### Task instructions:
Your answer should be the full set of entries, given again without alteration.

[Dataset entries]
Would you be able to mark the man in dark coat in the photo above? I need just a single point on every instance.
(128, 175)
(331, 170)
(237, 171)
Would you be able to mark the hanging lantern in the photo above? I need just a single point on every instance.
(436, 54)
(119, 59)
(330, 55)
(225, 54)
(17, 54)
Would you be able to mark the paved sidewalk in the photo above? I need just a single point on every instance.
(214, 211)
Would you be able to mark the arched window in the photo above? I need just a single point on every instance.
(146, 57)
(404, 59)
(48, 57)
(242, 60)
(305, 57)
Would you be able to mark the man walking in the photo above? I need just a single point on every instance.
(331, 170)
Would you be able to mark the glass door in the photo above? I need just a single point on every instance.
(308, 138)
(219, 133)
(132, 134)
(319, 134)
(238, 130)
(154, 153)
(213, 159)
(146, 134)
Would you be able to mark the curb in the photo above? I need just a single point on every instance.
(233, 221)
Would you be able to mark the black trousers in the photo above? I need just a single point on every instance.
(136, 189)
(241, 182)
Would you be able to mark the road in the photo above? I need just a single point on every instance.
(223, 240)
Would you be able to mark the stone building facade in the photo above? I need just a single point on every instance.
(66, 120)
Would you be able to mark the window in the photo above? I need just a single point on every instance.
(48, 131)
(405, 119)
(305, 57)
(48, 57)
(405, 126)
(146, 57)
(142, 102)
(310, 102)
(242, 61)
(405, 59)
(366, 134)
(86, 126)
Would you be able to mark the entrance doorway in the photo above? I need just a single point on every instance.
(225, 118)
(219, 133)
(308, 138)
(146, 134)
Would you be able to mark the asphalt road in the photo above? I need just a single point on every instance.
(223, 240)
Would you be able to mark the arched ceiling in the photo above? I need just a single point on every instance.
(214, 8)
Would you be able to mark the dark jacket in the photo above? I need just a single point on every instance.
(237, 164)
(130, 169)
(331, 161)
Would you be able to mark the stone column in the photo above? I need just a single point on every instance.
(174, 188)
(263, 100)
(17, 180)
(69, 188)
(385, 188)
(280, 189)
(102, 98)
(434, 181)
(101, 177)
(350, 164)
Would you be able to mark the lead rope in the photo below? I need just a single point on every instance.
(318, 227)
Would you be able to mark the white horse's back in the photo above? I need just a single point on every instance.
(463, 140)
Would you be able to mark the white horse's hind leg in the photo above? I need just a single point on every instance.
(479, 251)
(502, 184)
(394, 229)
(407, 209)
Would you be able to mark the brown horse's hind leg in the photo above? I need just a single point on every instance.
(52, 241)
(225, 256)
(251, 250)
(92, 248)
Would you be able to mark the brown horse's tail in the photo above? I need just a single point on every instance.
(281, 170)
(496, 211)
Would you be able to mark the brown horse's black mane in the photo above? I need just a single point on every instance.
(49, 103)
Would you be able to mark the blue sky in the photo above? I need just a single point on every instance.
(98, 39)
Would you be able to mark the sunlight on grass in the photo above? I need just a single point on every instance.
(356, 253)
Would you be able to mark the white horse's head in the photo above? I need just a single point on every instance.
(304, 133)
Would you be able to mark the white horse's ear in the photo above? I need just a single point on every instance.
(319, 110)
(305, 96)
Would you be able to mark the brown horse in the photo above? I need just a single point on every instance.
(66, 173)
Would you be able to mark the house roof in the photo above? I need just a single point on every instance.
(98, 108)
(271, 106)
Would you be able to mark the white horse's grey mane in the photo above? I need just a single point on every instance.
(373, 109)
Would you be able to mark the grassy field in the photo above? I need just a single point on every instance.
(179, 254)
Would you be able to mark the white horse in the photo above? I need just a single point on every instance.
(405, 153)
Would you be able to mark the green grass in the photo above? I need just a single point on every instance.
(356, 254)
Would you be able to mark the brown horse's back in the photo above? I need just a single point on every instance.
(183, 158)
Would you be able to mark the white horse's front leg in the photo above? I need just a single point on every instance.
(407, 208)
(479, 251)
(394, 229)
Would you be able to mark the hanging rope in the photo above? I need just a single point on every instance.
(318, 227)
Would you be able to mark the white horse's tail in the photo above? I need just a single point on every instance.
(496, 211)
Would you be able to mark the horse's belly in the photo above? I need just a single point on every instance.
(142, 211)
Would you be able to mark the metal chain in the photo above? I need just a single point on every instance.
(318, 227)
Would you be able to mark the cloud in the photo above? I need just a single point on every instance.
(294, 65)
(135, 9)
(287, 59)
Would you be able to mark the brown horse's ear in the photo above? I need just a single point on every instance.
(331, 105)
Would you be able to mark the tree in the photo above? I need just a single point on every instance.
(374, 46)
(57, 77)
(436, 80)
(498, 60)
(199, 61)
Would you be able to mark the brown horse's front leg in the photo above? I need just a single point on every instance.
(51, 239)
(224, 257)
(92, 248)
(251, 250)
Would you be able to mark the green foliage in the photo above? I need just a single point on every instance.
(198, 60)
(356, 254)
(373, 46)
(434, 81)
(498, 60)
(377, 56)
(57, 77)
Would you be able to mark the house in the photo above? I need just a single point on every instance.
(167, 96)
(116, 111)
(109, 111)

### Output below:
Would you be able to mark the man in dark coat in the photo above? I need just a single point on every instance.
(128, 175)
(331, 170)
(237, 171)
Would you be able to mark the hanging lantern in the photo above? I need just a single point on every instance.
(436, 54)
(119, 59)
(330, 55)
(225, 54)
(17, 54)
Would you be able to mark the paved sidewalk in the photo above? I need just a single point on every instance.
(214, 211)
Would you be able to mark the arched window in the photo above? I need just a single point on every instance.
(146, 57)
(404, 59)
(48, 57)
(242, 60)
(305, 57)
Would you be able to mark the man walking in the photo above? I need just a single point on every instance.
(331, 170)
Would you be able to mark the glass door in the photo above? I need just a single point on every instance.
(308, 138)
(219, 133)
(132, 134)
(319, 134)
(238, 130)
(154, 153)
(213, 159)
(146, 134)
Would you be able to mark the curb in the photo above? I need just a single point on every instance.
(233, 221)
Would you be able to mark the black trousers in the photo above? I need just a single point on every instance.
(136, 189)
(241, 182)
Would you be able to mark the road in the photo above? I need just a single point on every instance.
(223, 240)
Would you be able to mark the stone building facade in the photo above? I need just a single point on every instance.
(66, 120)
Would you be able to mark the window in the photo above? I need just a single point on every instance.
(48, 131)
(405, 119)
(305, 57)
(48, 57)
(405, 126)
(146, 57)
(142, 102)
(310, 102)
(242, 61)
(405, 59)
(366, 134)
(86, 126)
Would you be able to mark the entrance doorway in the photo above? I need just a single point on every instance.
(225, 118)
(219, 133)
(308, 138)
(146, 134)
Would you be able to mark the asphalt road in the photo above? I need just a single point on every instance.
(223, 240)
Would you be able to mark the arched ceiling in the photo above? I need just a single point on every instance.
(214, 8)
Would you be able to mark the dark jacket in the photo above? I need just a single point on every instance.
(237, 164)
(130, 169)
(331, 161)
Would you be able to mark the stone column in the photo above? I need just a single point on every instance.
(174, 188)
(263, 100)
(17, 180)
(69, 188)
(385, 188)
(280, 189)
(102, 98)
(434, 181)
(101, 177)
(350, 164)
Would you be able to mark the lead rope in the photo below? I need just a single point on every instance.
(318, 227)
Would you be able to mark the white horse's back in the photo above? I need just a single point on every instance.
(463, 140)
Would you be able to mark the white horse's hind leg in the photo above? I need just a single point on every instance.
(479, 251)
(502, 184)
(394, 229)
(407, 209)
Would you be able to mark the brown horse's hind leg in the photo above? I need just a single point on every instance.
(52, 241)
(225, 256)
(251, 250)
(92, 248)
Would you be able to mark the brown horse's tail in the photo above? I need just a single point on every instance.
(281, 170)
(496, 211)
Would you be able to mark the brown horse's black mane in the photo above? I need just a single point on every instance.
(49, 103)
Would you be able to mark the blue sky in the photo above? I need just a single point on every instance.
(98, 39)
Would you be able to mark the sunlight on grass in the photo above? I need just a single point on every instance.
(356, 253)
Would you be able to mark the white horse's head in the photo above? I need just a single point on every instance.
(304, 133)
Would you be able to mark the white horse's ear in the photo above? I need just a single point on every instance.
(319, 110)
(305, 96)
Would you be able to mark the brown horse in the photo above? I need just a single point on every instance.
(66, 173)
Would you be able to mark the house roof in the photo above? I need just a single point on every instance.
(98, 108)
(271, 106)
Would you be able to mark the white horse's grey mane in the photo above? I need just a single point on every instance.
(373, 109)
Would you be able to mark the grassy field in the photo above? I need just a single point on every instance.
(179, 254)
Would you be able to mark the white horse in the photo above? I need just a single point on every instance.
(405, 153)
Would you be able to mark the green grass in the photo above? I need just a single point on every instance.
(356, 254)
Would you be able to mark the brown horse's back in the photo above? I need just a single point on every instance.
(183, 158)
Would you be able to mark the white horse's front leg in the photo above? I need just a single point on every instance.
(407, 208)
(479, 251)
(394, 229)
Would you be able to mark the hanging rope in the photo above? I need just a single point on every instance.
(318, 227)
Would you be able to mark the white horse's tail in the photo above? I need just a single point on every instance.
(496, 211)
Would you be able to mark the horse's belly in the photo above? I need just a single point on every instance.
(142, 211)
Would you be able to mark the metal chain in the photo above? I need just a single point on every instance.
(318, 227)
Would you be able to mark the cloud in the photo above? I need just a single point on every instance.
(294, 65)
(135, 9)
(287, 59)
Would you be able to mark the brown horse's ear in the photo above? I need just a single point on every instance.
(331, 105)
Would you be able to mark the tree in the photo above? I need just a single point on every instance.
(374, 46)
(57, 77)
(436, 80)
(498, 60)
(199, 61)
Would you be able to mark the brown horse's front leg in the photo above? I need just a single point on every instance.
(51, 239)
(224, 257)
(92, 248)
(251, 250)
Would you be able to mark the green foliage in the photo above? I need just a single point on every instance.
(198, 60)
(356, 254)
(373, 46)
(434, 81)
(498, 60)
(377, 56)
(57, 77)
Would you be able to mark the house in the photo above? I need just a single point on every instance.
(167, 96)
(116, 111)
(109, 111)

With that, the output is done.